"""

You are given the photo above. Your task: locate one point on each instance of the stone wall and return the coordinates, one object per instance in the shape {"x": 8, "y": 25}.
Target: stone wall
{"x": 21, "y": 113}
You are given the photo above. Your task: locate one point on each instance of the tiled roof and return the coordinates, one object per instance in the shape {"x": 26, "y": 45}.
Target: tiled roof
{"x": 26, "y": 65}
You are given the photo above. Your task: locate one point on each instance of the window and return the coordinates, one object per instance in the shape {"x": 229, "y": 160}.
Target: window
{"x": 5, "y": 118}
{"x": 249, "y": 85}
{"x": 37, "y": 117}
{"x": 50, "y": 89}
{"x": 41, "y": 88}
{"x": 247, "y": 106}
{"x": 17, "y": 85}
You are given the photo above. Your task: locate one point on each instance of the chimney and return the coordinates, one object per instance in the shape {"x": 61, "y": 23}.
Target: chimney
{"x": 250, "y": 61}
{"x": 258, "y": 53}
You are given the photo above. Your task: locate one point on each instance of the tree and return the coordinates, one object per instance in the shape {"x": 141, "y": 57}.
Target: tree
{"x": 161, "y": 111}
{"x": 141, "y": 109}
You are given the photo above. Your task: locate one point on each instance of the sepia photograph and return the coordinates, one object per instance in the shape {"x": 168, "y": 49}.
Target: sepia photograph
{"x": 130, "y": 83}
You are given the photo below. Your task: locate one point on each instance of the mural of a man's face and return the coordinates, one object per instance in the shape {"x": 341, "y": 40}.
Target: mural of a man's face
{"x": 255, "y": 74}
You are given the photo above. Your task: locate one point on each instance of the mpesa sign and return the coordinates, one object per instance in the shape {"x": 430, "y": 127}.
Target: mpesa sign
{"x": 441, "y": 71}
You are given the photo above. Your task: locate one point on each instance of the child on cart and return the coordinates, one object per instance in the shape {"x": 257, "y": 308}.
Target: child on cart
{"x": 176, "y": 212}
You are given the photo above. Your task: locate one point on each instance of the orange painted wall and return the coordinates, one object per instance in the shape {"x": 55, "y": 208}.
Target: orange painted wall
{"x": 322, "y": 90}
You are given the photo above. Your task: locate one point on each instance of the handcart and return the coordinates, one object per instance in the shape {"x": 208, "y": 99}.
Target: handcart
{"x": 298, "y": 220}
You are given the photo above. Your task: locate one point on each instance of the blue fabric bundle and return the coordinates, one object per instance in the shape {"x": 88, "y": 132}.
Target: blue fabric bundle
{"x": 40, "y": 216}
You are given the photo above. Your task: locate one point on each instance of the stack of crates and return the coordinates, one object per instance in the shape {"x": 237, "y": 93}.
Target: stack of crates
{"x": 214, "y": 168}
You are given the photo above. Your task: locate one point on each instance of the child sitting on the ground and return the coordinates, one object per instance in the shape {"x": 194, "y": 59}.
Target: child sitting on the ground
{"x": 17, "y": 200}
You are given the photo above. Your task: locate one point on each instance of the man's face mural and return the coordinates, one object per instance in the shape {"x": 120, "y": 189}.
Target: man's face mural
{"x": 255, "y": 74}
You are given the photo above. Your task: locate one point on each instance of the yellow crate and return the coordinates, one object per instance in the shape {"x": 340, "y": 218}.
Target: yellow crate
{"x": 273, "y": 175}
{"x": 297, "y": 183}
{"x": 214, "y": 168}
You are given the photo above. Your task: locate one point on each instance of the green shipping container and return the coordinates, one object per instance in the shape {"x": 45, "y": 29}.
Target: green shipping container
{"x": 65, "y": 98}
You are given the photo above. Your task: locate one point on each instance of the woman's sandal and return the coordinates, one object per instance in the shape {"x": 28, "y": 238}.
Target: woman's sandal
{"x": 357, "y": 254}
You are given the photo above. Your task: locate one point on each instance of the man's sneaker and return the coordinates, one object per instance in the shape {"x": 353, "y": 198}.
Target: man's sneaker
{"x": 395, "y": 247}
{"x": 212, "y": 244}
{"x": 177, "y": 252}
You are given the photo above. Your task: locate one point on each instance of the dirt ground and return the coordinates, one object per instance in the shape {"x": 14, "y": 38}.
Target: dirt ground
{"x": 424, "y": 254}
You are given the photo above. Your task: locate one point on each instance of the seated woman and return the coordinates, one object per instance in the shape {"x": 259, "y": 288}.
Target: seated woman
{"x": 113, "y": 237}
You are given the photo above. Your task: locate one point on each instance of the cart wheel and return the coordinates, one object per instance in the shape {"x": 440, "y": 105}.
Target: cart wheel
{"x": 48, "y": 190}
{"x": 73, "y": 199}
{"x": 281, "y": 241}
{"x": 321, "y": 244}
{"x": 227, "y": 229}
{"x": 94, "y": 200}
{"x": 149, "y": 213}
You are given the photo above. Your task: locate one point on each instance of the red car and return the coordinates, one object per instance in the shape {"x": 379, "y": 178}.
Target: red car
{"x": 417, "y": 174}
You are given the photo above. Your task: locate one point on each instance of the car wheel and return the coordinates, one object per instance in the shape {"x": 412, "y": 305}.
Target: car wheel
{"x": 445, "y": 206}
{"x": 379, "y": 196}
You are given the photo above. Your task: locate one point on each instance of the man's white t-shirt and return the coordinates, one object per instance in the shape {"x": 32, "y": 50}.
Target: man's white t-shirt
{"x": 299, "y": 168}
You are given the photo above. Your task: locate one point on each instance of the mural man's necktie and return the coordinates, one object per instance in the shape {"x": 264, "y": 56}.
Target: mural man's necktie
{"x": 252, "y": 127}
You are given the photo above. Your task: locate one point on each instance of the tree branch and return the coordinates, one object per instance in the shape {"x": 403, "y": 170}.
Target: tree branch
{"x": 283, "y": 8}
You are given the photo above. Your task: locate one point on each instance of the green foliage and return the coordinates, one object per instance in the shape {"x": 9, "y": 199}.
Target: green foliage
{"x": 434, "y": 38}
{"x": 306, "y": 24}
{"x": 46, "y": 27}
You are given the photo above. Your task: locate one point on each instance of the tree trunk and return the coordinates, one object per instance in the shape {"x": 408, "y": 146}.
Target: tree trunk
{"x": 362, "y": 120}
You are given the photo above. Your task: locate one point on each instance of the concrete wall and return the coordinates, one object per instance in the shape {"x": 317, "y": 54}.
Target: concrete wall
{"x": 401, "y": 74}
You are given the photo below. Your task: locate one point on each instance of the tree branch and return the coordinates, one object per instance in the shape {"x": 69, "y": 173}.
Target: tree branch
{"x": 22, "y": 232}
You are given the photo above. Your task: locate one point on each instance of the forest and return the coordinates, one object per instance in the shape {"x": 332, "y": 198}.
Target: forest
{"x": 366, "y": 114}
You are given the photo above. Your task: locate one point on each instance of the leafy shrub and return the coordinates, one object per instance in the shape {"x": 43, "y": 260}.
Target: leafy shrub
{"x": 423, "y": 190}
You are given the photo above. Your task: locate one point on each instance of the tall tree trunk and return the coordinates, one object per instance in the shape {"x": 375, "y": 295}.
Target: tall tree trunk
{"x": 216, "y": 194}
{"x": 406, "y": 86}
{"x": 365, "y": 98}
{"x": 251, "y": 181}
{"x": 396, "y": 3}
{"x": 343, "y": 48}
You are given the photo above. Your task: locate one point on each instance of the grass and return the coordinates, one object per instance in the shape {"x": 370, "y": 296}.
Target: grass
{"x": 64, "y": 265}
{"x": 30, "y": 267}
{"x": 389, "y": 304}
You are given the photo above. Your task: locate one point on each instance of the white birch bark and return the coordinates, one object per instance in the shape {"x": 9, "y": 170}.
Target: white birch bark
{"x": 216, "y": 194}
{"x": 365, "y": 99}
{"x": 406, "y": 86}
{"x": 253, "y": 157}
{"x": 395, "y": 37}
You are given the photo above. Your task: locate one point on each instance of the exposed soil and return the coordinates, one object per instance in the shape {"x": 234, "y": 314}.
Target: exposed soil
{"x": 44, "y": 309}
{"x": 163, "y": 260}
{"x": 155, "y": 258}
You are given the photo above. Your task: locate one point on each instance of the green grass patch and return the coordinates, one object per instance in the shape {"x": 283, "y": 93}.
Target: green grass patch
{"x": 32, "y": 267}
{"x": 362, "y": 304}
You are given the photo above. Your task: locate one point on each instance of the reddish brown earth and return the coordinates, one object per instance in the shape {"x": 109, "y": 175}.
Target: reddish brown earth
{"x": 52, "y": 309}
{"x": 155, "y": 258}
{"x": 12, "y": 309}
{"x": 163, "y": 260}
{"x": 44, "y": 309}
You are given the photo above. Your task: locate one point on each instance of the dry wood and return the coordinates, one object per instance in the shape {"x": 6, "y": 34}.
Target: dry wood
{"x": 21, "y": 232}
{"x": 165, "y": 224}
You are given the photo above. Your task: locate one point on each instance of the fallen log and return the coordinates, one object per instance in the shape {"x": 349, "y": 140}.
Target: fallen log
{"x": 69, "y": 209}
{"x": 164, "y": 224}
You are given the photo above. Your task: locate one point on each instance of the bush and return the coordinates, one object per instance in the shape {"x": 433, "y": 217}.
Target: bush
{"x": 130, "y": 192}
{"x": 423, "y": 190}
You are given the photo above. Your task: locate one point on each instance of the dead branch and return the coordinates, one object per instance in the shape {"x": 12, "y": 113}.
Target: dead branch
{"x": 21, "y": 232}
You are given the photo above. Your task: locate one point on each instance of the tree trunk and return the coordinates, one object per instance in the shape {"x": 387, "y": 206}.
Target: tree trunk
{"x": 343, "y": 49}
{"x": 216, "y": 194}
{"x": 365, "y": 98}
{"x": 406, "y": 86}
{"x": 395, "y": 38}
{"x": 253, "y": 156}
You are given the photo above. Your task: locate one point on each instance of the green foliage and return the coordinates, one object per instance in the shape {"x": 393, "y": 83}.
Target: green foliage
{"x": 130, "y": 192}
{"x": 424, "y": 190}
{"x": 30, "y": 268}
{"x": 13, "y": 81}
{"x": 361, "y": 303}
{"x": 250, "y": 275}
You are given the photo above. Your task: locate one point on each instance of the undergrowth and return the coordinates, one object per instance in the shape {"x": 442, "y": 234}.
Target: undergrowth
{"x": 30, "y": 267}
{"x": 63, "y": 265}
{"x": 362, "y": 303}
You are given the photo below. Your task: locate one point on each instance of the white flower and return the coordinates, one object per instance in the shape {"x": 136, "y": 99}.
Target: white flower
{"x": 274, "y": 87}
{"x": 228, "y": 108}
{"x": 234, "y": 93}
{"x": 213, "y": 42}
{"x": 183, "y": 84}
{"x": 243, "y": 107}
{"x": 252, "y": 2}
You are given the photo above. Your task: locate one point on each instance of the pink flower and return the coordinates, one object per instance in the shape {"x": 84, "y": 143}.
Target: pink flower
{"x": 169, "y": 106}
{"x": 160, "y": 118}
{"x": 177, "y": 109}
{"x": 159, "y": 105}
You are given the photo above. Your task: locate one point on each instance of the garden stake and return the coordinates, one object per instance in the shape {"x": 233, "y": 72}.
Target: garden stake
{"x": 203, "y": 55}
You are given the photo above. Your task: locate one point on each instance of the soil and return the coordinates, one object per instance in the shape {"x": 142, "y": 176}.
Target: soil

"""

Give back the lines of the listing from the one with "of the dead" through the end, both included, exactly as written and with nothing added.

You are given the photo above. Your task: locate one point on each instance of the dead branch and return the coordinates, one object per instance in the shape {"x": 12, "y": 113}.
Target: dead branch
{"x": 21, "y": 232}
You are given the photo above. Your task: locate one point on each instance of the tree trunk and return the coordinates, one object per instance in the shape {"x": 387, "y": 206}.
Target: tree trunk
{"x": 343, "y": 49}
{"x": 216, "y": 194}
{"x": 365, "y": 98}
{"x": 406, "y": 86}
{"x": 395, "y": 38}
{"x": 253, "y": 156}
You are given the photo above. Your task: locate one point on each instance of the green foliage and return the coordinates, one object per instance in the shape {"x": 393, "y": 83}.
Target: green foliage
{"x": 130, "y": 192}
{"x": 424, "y": 190}
{"x": 30, "y": 268}
{"x": 13, "y": 81}
{"x": 361, "y": 303}
{"x": 250, "y": 275}
You are given the photo above. Your task: locate one point on each instance of the undergrowth and return the coordinates, one object per instance in the shape {"x": 442, "y": 234}.
Target: undergrowth
{"x": 30, "y": 267}
{"x": 63, "y": 265}
{"x": 362, "y": 303}
You are given the photo below. Your task: locate one point on each instance of the white flower and return the coordinates, one object per instance in the shape {"x": 136, "y": 99}.
Target: white flower
{"x": 274, "y": 87}
{"x": 228, "y": 108}
{"x": 234, "y": 93}
{"x": 213, "y": 42}
{"x": 183, "y": 84}
{"x": 243, "y": 107}
{"x": 252, "y": 2}
You are given the photo above. Your task: locate one point on each instance of the pink flower and return the coordinates, one object per instance in the shape {"x": 84, "y": 143}.
Target: pink flower
{"x": 169, "y": 106}
{"x": 160, "y": 118}
{"x": 177, "y": 109}
{"x": 159, "y": 105}
You are given the photo above. Your task: locate one point on each instance of the garden stake and return the coordinates, one object per instance in the shape {"x": 233, "y": 72}.
Target: garden stake
{"x": 203, "y": 55}
You are given the photo above. Your task: locate one point on each instance of the soil and return the coordinates, one object per instance in the shape {"x": 142, "y": 176}.
Target: soil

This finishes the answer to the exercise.